Jean-Philippe Thibault - jpthibault@medialo.ca

OPINION - Le sort de la maison Busteed : aller au-delà du souvenir

Maison Busteed

©Photo Michel Gaudreau

Bâtie en 1800 par Thomas Busteed, la maison figure comme étant la plus ancienne résidence de la péninsule gaspésienne.

OPINION - Un texte rédigé par Jean-Marie Fallu, historien et président de Patrimoine Gaspésie, à l'intention de Monsieur Darcy Gray, chef du Listuguj Mi'gmaq Government.

Monsieur le Chef,

En tant qu’organisme voué à la préservation du patrimoine gaspésien, nous désirons vous exprimer notre préoccupation face au sort de la maison Busteed qui, depuis quelque temps, divise les membres de votre communauté puisqu’à son origine elle aurait été construite en territoire autochtone. Aussi, dans le cadre du processus de réflexion que vous entamez quant à l’avenir de ce bien patrimonial, nous souhaitons y apporter un point de vue qui se veut avant tout constructif tant pour votre communauté que pour l’ensemble des Gaspésiens.

• _Données fournies_:

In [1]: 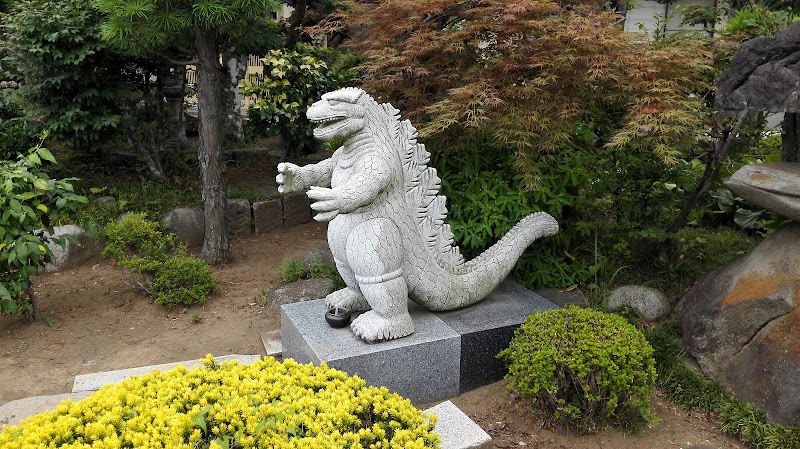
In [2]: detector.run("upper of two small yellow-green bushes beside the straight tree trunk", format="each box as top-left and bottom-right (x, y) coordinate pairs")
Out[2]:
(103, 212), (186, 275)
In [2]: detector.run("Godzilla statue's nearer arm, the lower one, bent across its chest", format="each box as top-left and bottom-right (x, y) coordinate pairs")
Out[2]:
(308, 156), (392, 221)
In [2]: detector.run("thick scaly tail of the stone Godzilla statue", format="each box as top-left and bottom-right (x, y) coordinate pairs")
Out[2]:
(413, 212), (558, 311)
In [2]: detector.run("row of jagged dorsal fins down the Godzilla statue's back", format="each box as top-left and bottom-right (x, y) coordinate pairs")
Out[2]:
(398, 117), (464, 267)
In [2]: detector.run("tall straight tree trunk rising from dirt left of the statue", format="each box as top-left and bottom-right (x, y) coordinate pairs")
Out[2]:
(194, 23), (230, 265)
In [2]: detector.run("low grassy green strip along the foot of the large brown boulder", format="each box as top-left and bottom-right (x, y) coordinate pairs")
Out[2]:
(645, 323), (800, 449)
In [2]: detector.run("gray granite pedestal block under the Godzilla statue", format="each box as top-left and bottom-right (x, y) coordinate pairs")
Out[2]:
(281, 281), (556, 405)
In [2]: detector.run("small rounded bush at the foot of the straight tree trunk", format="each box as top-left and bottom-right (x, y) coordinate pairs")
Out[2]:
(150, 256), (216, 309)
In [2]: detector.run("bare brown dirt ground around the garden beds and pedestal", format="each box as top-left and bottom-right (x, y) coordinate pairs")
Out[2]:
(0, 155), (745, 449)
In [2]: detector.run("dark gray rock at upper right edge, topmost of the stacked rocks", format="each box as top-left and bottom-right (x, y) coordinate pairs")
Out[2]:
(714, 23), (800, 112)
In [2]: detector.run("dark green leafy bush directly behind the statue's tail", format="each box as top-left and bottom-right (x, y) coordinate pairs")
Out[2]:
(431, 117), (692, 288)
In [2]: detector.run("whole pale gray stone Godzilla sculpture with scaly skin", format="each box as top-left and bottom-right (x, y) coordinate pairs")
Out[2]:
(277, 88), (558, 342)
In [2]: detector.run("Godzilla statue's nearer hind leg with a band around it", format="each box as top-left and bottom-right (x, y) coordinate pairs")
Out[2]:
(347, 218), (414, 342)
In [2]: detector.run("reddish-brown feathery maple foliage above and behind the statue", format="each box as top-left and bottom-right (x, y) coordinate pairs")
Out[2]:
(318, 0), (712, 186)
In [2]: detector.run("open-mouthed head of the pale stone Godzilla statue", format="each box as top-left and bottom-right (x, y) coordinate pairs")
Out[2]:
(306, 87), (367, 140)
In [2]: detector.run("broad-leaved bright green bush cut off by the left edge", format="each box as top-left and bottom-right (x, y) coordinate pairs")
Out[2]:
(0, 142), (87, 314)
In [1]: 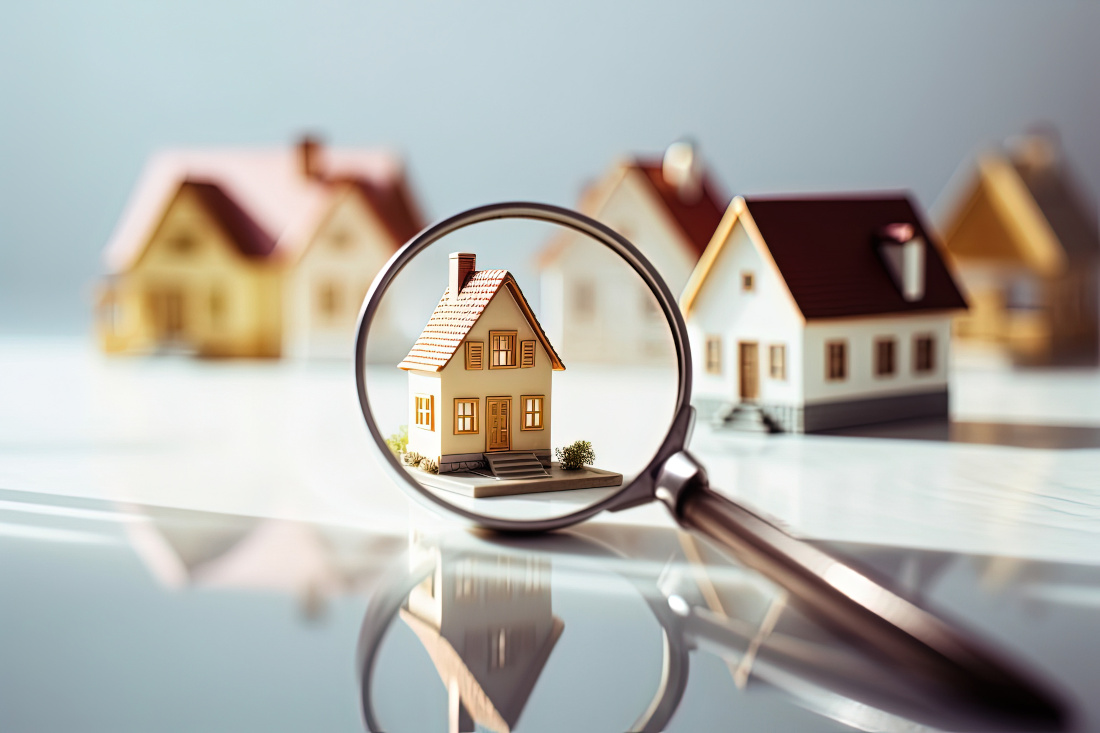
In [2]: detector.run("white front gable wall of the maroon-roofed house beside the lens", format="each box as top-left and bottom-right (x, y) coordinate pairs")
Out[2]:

• _Tâches à réaliser_:
(1) D'après l'extrait sur la maison Busteed, en quelle année la maison a-t-elle été bâtie ?
(2) Citez fidèlement l'extrait sur la maison Busteed à partir des mots « OPINION - Un » jusqu'aux mots « Listuguj Mi'gmaq Government. » inclus.

• _Réponses fournies_:
(1) En 1800.

(2)
OPINION - Un texte rédigé par Jean-Marie Fallu, historien et président de Patrimoine Gaspésie, à l'intention de Monsieur Darcy Gray, chef du Listuguj Mi'gmaq Government.